Transcreva o trecho do texto sobre os dinossáurios que começa em "Qual a descendência" e termina em "o Carbono 14?", alterando "terópodes" para "terópodos".

▶ Texto citado
"""

Qual a descendência dos dinossáurios?
As actuais teorias evolutivas apontam como sendo as aves os
actuais descendentes dos dinossáurios. Existem um enorme
conjunto de evidências (anatómicas, moleculares,
etc) que permitem que os paleontólogos tenham estabelecido
esse grau de parentesco. Hoje em dia conhecem-se muito bem
quase todos os "elos perdidos" da linha evolutiva
que conduziu de um grupo de dinossáurios carnívoros
(os terópodes) às modernas aves. É uma
história evolutiva fascinante com o aparecimento de
uma das "novidades" evolutivas mais fascinantes
da natureza - o voo.
Para avaliar a idade de um dinossáurio é
utilizado o Carbono 14?
No caso da Paleontologia de dinossáurios o método
de datação pelo Carbono 14 não é
utilizado, pois o seu espectro temporal de alcance não
atinge as rochas e os fósseis com que habitualmente
trabalhamos (mais de 65 milhões de anos).
Na paleontologia de dinossáurios são usados
os métodos de datação utilizados por
uma das áreas da Geologia - a Estratigrafia. Se um
determinado dinossáurio é encontrado numa rocha
deve ter a idade dessa rocha; assim os palentólogos
utilizam as datações das rochas onde os fósseis
foram encontrados. Essas datações radiométricas
são várias e utilizam diversas metodologias.

"""

▶ Entradas apresentadas
"""

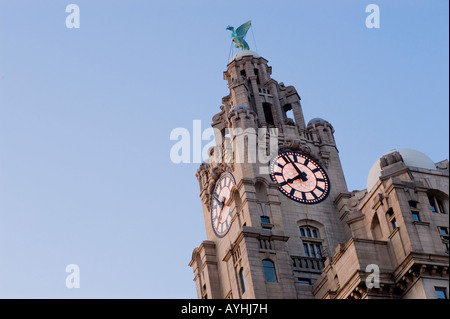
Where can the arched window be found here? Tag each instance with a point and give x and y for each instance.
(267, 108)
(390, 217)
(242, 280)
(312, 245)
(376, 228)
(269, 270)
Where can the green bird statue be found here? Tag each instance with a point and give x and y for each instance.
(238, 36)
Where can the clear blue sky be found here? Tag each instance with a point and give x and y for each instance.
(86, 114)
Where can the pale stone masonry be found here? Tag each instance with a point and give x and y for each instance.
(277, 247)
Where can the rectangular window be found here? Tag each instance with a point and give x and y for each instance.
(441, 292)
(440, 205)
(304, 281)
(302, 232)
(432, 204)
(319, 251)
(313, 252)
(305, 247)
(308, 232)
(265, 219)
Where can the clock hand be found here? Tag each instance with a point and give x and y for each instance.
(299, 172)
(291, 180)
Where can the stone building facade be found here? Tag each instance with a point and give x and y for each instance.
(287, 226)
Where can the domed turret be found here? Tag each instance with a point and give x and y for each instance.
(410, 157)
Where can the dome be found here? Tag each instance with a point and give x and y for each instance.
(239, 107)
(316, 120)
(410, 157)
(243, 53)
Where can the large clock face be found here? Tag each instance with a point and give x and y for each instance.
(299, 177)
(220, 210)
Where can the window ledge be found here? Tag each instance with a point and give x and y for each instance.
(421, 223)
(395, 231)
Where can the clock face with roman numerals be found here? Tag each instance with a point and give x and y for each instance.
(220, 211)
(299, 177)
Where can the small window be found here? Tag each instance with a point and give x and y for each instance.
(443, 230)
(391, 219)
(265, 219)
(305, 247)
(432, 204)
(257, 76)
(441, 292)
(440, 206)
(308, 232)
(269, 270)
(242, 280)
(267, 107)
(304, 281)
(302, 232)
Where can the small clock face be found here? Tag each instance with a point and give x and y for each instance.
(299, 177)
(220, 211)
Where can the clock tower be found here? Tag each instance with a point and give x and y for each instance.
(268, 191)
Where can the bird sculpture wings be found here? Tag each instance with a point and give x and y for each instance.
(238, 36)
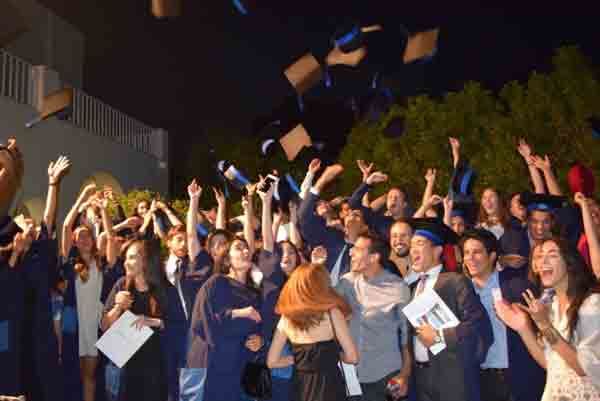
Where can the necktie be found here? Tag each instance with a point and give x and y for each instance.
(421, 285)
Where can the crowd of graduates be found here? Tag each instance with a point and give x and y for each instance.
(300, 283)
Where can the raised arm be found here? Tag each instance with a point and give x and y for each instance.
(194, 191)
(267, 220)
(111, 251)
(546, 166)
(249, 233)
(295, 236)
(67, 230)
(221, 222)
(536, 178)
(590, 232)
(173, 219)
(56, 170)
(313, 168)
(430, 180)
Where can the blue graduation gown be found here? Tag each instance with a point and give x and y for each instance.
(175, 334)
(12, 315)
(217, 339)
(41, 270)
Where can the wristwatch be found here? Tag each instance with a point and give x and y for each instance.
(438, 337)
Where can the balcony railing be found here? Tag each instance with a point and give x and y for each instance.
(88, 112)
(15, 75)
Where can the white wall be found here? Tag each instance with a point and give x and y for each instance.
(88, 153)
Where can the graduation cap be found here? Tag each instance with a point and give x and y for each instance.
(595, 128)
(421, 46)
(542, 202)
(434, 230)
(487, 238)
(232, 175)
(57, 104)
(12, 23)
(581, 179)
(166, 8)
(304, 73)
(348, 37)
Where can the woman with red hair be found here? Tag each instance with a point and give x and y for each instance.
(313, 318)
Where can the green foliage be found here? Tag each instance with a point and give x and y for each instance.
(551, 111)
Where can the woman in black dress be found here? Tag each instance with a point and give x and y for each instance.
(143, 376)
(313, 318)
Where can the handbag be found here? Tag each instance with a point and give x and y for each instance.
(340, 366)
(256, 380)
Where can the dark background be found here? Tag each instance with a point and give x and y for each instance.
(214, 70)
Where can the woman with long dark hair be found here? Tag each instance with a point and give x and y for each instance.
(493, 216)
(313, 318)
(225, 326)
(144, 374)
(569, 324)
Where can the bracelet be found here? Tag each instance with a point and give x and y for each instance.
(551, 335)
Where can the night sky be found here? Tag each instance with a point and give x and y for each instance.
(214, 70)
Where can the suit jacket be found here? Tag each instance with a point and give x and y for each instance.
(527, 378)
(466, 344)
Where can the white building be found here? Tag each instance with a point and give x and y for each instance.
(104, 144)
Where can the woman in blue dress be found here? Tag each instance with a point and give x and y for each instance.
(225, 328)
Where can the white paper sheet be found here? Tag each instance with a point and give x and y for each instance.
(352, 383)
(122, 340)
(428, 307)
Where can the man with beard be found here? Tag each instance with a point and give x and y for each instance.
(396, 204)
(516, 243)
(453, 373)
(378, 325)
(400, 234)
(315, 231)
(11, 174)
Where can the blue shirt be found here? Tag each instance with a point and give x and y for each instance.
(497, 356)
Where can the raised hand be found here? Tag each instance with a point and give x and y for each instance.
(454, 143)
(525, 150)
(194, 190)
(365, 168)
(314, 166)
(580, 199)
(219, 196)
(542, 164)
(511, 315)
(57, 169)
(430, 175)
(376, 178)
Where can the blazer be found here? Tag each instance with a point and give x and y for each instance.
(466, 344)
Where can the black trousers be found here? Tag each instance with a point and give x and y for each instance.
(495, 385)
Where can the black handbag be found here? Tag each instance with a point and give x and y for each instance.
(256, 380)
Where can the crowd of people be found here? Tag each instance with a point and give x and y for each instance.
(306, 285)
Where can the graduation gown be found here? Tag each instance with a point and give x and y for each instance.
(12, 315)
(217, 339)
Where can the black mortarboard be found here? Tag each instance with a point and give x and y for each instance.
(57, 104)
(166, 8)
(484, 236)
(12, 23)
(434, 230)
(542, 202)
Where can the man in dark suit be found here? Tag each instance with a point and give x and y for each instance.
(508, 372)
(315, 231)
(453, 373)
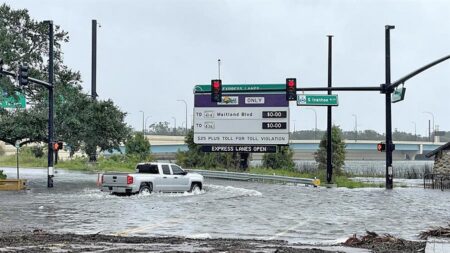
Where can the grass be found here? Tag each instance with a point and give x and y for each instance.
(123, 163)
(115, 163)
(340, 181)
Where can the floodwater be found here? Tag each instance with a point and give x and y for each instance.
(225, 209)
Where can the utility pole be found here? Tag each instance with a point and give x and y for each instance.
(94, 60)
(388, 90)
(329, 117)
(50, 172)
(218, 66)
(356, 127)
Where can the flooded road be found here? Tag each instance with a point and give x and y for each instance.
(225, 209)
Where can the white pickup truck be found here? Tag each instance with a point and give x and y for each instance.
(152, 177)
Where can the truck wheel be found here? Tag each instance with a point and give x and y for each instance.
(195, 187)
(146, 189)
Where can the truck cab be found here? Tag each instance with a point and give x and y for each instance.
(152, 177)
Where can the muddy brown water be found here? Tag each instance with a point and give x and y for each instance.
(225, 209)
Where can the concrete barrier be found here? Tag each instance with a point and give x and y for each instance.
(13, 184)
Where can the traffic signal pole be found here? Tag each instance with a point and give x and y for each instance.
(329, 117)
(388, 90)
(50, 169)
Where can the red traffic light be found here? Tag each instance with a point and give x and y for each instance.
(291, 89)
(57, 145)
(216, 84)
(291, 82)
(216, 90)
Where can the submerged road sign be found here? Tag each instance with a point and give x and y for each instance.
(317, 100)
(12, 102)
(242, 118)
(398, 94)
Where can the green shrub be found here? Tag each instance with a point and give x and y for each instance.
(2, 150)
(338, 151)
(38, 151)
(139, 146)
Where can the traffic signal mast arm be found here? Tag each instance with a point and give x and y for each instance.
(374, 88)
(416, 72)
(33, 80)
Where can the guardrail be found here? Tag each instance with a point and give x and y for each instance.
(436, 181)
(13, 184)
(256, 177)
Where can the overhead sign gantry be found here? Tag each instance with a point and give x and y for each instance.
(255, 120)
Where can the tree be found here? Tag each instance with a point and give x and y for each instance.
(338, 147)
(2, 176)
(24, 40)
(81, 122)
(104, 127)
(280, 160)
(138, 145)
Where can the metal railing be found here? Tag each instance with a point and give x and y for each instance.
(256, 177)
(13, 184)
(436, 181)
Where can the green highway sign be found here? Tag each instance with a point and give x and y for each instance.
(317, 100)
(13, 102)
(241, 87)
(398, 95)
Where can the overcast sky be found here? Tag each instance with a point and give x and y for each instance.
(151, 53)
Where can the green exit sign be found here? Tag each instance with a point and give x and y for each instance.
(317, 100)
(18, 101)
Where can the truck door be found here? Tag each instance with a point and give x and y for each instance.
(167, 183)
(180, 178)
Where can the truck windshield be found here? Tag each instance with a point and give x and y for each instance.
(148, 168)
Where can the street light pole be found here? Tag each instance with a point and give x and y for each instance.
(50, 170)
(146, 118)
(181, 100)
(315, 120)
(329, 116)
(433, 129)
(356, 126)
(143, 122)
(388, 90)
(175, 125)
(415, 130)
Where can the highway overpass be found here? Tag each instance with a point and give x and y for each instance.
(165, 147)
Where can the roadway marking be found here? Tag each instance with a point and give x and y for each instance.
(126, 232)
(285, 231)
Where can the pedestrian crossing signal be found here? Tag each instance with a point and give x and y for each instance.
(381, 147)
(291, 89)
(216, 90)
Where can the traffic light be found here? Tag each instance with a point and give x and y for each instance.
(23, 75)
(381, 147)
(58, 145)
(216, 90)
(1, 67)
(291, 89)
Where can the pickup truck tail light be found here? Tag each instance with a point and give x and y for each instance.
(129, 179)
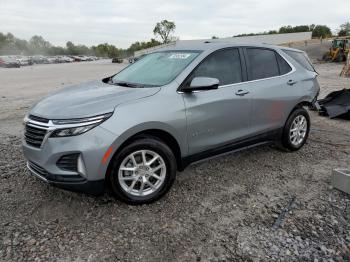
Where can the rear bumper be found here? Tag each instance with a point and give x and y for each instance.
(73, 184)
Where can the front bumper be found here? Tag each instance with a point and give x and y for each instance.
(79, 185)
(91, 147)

"""

▶ Resultado da tarefa
Qual a descendência dos dinossáurios?
As actuais teorias evolutivas apontam como sendo as aves os
actuais descendentes dos dinossáurios. Existem um enorme
conjunto de evidências (anatómicas, moleculares,
etc) que permitem que os paleontólogos tenham estabelecido
esse grau de parentesco. Hoje em dia conhecem-se muito bem
quase todos os "elos perdidos" da linha evolutiva
que conduziu de um grupo de dinossáurios carnívoros
(os terópodos) às modernas aves. É uma
história evolutiva fascinante com o aparecimento de
uma das "novidades" evolutivas mais fascinantes
da natureza - o voo.
Para avaliar a idade de um dinossáurio é
utilizado o Carbono 14?